#### Task directions
Reproduce every one of the lines below without changing anything, and leave the pictures out of your output.

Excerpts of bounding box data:
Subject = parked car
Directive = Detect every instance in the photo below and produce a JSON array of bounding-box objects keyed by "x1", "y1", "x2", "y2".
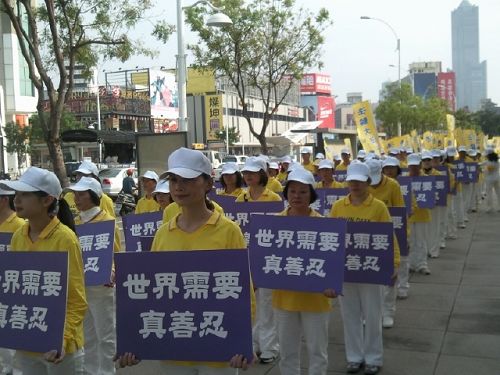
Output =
[
  {"x1": 99, "y1": 167, "x2": 139, "y2": 197},
  {"x1": 214, "y1": 155, "x2": 247, "y2": 181}
]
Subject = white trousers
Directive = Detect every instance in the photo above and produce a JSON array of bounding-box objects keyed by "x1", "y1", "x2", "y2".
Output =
[
  {"x1": 340, "y1": 283, "x2": 384, "y2": 366},
  {"x1": 252, "y1": 288, "x2": 279, "y2": 357},
  {"x1": 274, "y1": 309, "x2": 330, "y2": 375},
  {"x1": 159, "y1": 360, "x2": 238, "y2": 375},
  {"x1": 14, "y1": 349, "x2": 84, "y2": 375},
  {"x1": 410, "y1": 223, "x2": 428, "y2": 271},
  {"x1": 396, "y1": 258, "x2": 412, "y2": 295},
  {"x1": 484, "y1": 180, "x2": 500, "y2": 210},
  {"x1": 83, "y1": 286, "x2": 116, "y2": 375}
]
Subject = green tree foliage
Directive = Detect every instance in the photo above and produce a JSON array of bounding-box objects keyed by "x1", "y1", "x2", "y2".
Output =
[
  {"x1": 0, "y1": 0, "x2": 172, "y2": 186},
  {"x1": 376, "y1": 83, "x2": 447, "y2": 137},
  {"x1": 187, "y1": 0, "x2": 332, "y2": 153},
  {"x1": 4, "y1": 122, "x2": 31, "y2": 167}
]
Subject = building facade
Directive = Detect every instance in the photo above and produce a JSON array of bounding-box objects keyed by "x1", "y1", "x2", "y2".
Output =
[{"x1": 451, "y1": 0, "x2": 487, "y2": 111}]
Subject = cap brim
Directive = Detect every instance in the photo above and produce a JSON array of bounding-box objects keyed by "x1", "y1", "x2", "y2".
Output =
[
  {"x1": 166, "y1": 168, "x2": 202, "y2": 178},
  {"x1": 345, "y1": 174, "x2": 368, "y2": 182},
  {"x1": 0, "y1": 181, "x2": 40, "y2": 192}
]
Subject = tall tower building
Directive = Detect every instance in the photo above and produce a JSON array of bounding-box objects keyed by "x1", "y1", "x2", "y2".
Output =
[{"x1": 451, "y1": 0, "x2": 487, "y2": 111}]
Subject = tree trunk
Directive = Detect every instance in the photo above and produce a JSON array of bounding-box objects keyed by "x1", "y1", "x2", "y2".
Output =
[{"x1": 47, "y1": 137, "x2": 69, "y2": 188}]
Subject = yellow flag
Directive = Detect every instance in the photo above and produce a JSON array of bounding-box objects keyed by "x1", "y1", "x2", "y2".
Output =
[{"x1": 352, "y1": 101, "x2": 381, "y2": 154}]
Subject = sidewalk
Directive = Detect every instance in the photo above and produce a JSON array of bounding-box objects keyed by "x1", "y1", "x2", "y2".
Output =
[
  {"x1": 247, "y1": 210, "x2": 500, "y2": 375},
  {"x1": 118, "y1": 210, "x2": 500, "y2": 375}
]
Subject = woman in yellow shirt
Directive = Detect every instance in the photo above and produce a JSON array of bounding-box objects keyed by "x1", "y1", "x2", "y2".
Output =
[
  {"x1": 272, "y1": 169, "x2": 336, "y2": 374},
  {"x1": 135, "y1": 171, "x2": 160, "y2": 214},
  {"x1": 0, "y1": 167, "x2": 87, "y2": 375},
  {"x1": 118, "y1": 148, "x2": 253, "y2": 375},
  {"x1": 236, "y1": 157, "x2": 282, "y2": 363},
  {"x1": 316, "y1": 159, "x2": 345, "y2": 189},
  {"x1": 217, "y1": 163, "x2": 243, "y2": 198},
  {"x1": 71, "y1": 177, "x2": 120, "y2": 374},
  {"x1": 330, "y1": 163, "x2": 399, "y2": 374}
]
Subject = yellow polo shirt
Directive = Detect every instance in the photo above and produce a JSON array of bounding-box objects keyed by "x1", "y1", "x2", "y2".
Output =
[
  {"x1": 236, "y1": 188, "x2": 282, "y2": 202},
  {"x1": 151, "y1": 211, "x2": 255, "y2": 367},
  {"x1": 64, "y1": 191, "x2": 115, "y2": 218},
  {"x1": 163, "y1": 200, "x2": 224, "y2": 224},
  {"x1": 330, "y1": 194, "x2": 400, "y2": 268},
  {"x1": 369, "y1": 175, "x2": 405, "y2": 207},
  {"x1": 135, "y1": 197, "x2": 161, "y2": 214},
  {"x1": 315, "y1": 180, "x2": 346, "y2": 189},
  {"x1": 273, "y1": 208, "x2": 332, "y2": 312},
  {"x1": 0, "y1": 212, "x2": 26, "y2": 233},
  {"x1": 11, "y1": 217, "x2": 87, "y2": 354},
  {"x1": 266, "y1": 177, "x2": 283, "y2": 193}
]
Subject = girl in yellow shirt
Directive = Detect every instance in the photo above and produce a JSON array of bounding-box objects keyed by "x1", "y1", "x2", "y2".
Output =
[
  {"x1": 330, "y1": 163, "x2": 399, "y2": 374},
  {"x1": 117, "y1": 148, "x2": 253, "y2": 375},
  {"x1": 0, "y1": 167, "x2": 87, "y2": 375},
  {"x1": 272, "y1": 169, "x2": 336, "y2": 374},
  {"x1": 71, "y1": 177, "x2": 120, "y2": 374}
]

#### Task output
Subject = parked car
Directive = Detect every instance in the photo below and produce a JSON array of bounding-box objects keyed by "x1", "y1", "x2", "y2".
Output =
[
  {"x1": 99, "y1": 167, "x2": 139, "y2": 197},
  {"x1": 214, "y1": 155, "x2": 247, "y2": 181}
]
Subject = white trousers
Directive = Detect every instance in the photo above and produce a JSON array of bounding-box objects keyed by "x1", "y1", "x2", "y2".
Output =
[
  {"x1": 340, "y1": 283, "x2": 384, "y2": 366},
  {"x1": 252, "y1": 288, "x2": 279, "y2": 357},
  {"x1": 274, "y1": 309, "x2": 330, "y2": 375},
  {"x1": 159, "y1": 360, "x2": 238, "y2": 375},
  {"x1": 14, "y1": 349, "x2": 84, "y2": 375},
  {"x1": 410, "y1": 223, "x2": 428, "y2": 271},
  {"x1": 396, "y1": 258, "x2": 412, "y2": 295},
  {"x1": 484, "y1": 180, "x2": 500, "y2": 210},
  {"x1": 83, "y1": 286, "x2": 116, "y2": 375}
]
Subject = green tree foliage
Directive = Detect every instance in the photo above and produce a JSON array of bounding-box objects keyed by "x1", "y1", "x2", "y2".
Output =
[
  {"x1": 0, "y1": 0, "x2": 172, "y2": 186},
  {"x1": 376, "y1": 83, "x2": 447, "y2": 137},
  {"x1": 187, "y1": 0, "x2": 332, "y2": 153},
  {"x1": 4, "y1": 122, "x2": 31, "y2": 167}
]
Subject = building facade
Directive = Detect every instance in the photo above and produce a JSON array of bounding-box objects keyed by "x1", "y1", "x2", "y2".
Output =
[{"x1": 451, "y1": 0, "x2": 487, "y2": 111}]
Subject = cap brim
Directive = Detect every instance in the photo above and produce a JSON array of bounding-box objects keyed by "x1", "y1", "x2", "y2".
Output =
[
  {"x1": 166, "y1": 168, "x2": 202, "y2": 178},
  {"x1": 345, "y1": 174, "x2": 368, "y2": 182},
  {"x1": 0, "y1": 181, "x2": 40, "y2": 192}
]
Subject = tall tower building
Directive = Detect every instance in the photo above and produce a JSON array of bounding-box objects keyed by "x1", "y1", "x2", "y2".
Output =
[{"x1": 451, "y1": 0, "x2": 487, "y2": 111}]
Subject = tree trunk
Directive = Detect every instance in the photo above and produce a JSON array of bounding-box objects keyed by "x1", "y1", "x2", "y2".
Output =
[{"x1": 47, "y1": 137, "x2": 69, "y2": 188}]
Subject = yellow flag
Directive = Detect every instance in the photo above and produce a JSON array of bounding-box objects keyed by "x1", "y1", "x2", "y2".
Output =
[{"x1": 352, "y1": 101, "x2": 381, "y2": 154}]
Subject = sidewalk
Directive = Detect every instance in the photo above and produce a JSON array of bounding-box objects keyed by "x1", "y1", "x2", "y2".
Output =
[
  {"x1": 247, "y1": 210, "x2": 500, "y2": 375},
  {"x1": 118, "y1": 210, "x2": 500, "y2": 375}
]
Subject = woman in yellow shirt
Directive = Detect every instance in the photo above and produce a JSON array of bounding-box objects keyed by "x1", "y1", "x2", "y2".
Output =
[
  {"x1": 272, "y1": 169, "x2": 336, "y2": 374},
  {"x1": 135, "y1": 171, "x2": 160, "y2": 214},
  {"x1": 0, "y1": 167, "x2": 87, "y2": 375},
  {"x1": 118, "y1": 148, "x2": 253, "y2": 375},
  {"x1": 236, "y1": 157, "x2": 282, "y2": 363},
  {"x1": 316, "y1": 159, "x2": 345, "y2": 189},
  {"x1": 217, "y1": 163, "x2": 243, "y2": 198},
  {"x1": 71, "y1": 177, "x2": 120, "y2": 374},
  {"x1": 330, "y1": 163, "x2": 399, "y2": 374}
]
Subject = yellow polo shirt
Directive = Detect every instance in the photo above and produce a JSON array of bounding-box objects keyed by "x1", "y1", "x2", "y2".
Output =
[
  {"x1": 236, "y1": 188, "x2": 282, "y2": 202},
  {"x1": 151, "y1": 211, "x2": 255, "y2": 367},
  {"x1": 64, "y1": 191, "x2": 115, "y2": 218},
  {"x1": 163, "y1": 200, "x2": 224, "y2": 224},
  {"x1": 330, "y1": 194, "x2": 400, "y2": 268},
  {"x1": 369, "y1": 175, "x2": 405, "y2": 207},
  {"x1": 135, "y1": 197, "x2": 161, "y2": 214},
  {"x1": 315, "y1": 180, "x2": 346, "y2": 189},
  {"x1": 273, "y1": 208, "x2": 332, "y2": 312},
  {"x1": 0, "y1": 212, "x2": 26, "y2": 233},
  {"x1": 11, "y1": 217, "x2": 87, "y2": 354},
  {"x1": 266, "y1": 177, "x2": 283, "y2": 193}
]
Subject = girl in yellow shirt
Directive = Detect every instance in the photo above and produce a JSON array of bounding-box objects keyed by "x1", "y1", "x2", "y2".
Output =
[
  {"x1": 330, "y1": 163, "x2": 399, "y2": 374},
  {"x1": 117, "y1": 148, "x2": 253, "y2": 375},
  {"x1": 0, "y1": 167, "x2": 87, "y2": 375},
  {"x1": 272, "y1": 169, "x2": 336, "y2": 374},
  {"x1": 71, "y1": 177, "x2": 120, "y2": 374}
]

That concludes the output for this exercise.